Complete the following:
a - Extract everything from "What do you" down to "switch to make." in the forum thread about trailer brakes that are slow to release.
b - Copy the records verbatim, everything from their first line down to the line containing "hole rule even-odd", including both of those lines.

Extracted text:
-------------------------
# Brakes Slow To Release



## deepvee16 (Jan 27, 2014)

Quite often when I release the brakes after a complete stop, they don't want to let go right away. I can actually have my foot off of the brake pedal and go nowhere because the trailer brakes are still applied. Once I give a little throttle, all is well and they are totally free wheel. I can't say that this is a particular problem, but just may be characteristic of the method by which electric brakes operate. 
I have a boat trailer with electric brakes, similarly it is slow to release, but does so on its own each time. 
Does anyone notice this as well?
Thanks


----------



## H2oSprayer (Aug 5, 2006)

As I have never experienced what you are describing and it happens to you with different braking systems leads me to think of a possible issue with your brake controller. I can hear mine release when I come off the brake from a stop and it is instantaneous. What brake controller are you using?


----------



## deepvee16 (Jan 27, 2014)

H2oSprayer said:


> As I have never experienced what you are describing and it happens to you with different braking systems leads me to think of a possible issue with your brake controller. I can hear mine release when I come off the brake from a stop and it is instantaneous. What brake controller are you using?


Excellent suggestion. I have a Prodigy "P-2" model. It's as as old as the truck, about 12 years. 
Since it's not hard to duplicate this scenario. I'm going to hook up the trailer, and drive around our RV lot. When it does this, I'll have my wife unplug the connector. If it lets loose right away, we can assume that's the problem.
What do you think of that experiment? And, if that is conclusive, I suppose the "P-3" is the latest and greatest?

Thanks,
Dave


----------



## CamperAndy (Aug 26, 2004)

Another issue could be the pedal return spring not bringing the brake pedal to the top. Once you hit the gas that little extra momentum gets the brake switch to make.
-------------------------
Dataset rows:
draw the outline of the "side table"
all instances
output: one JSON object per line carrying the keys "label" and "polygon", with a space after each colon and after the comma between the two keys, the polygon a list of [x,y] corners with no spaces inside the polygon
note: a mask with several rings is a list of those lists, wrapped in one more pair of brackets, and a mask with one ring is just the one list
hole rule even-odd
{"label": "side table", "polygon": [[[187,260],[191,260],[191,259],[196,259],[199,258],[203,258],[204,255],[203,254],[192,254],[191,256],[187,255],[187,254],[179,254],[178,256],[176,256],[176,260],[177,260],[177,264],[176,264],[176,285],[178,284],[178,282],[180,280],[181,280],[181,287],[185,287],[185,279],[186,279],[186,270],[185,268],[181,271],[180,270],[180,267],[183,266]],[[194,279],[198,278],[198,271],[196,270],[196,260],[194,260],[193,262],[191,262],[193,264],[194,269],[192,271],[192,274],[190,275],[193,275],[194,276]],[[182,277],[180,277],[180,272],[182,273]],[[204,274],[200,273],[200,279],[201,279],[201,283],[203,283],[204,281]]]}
-------------------------
The responses:
a -
What do you think of that experiment? And, if that is conclusive, I suppose the "P-3" is the latest and greatest?

Thanks,
Dave


----------



## CamperAndy (Aug 26, 2004)

Another issue could be the pedal return spring not bringing the brake pedal to the top. Once you hit the gas that little extra momentum gets the brake switch to make.

b -
draw the outline of the "side table"
all instances
output: one JSON object per line carrying the keys "label" and "polygon", with a space after each colon and after the comma between the two keys, the polygon a list of [x,y] corners with no spaces inside the polygon
note: a mask with several rings is a list of those lists, wrapped in one more pair of brackets, and a mask with one ring is just the one list
hole rule even-odd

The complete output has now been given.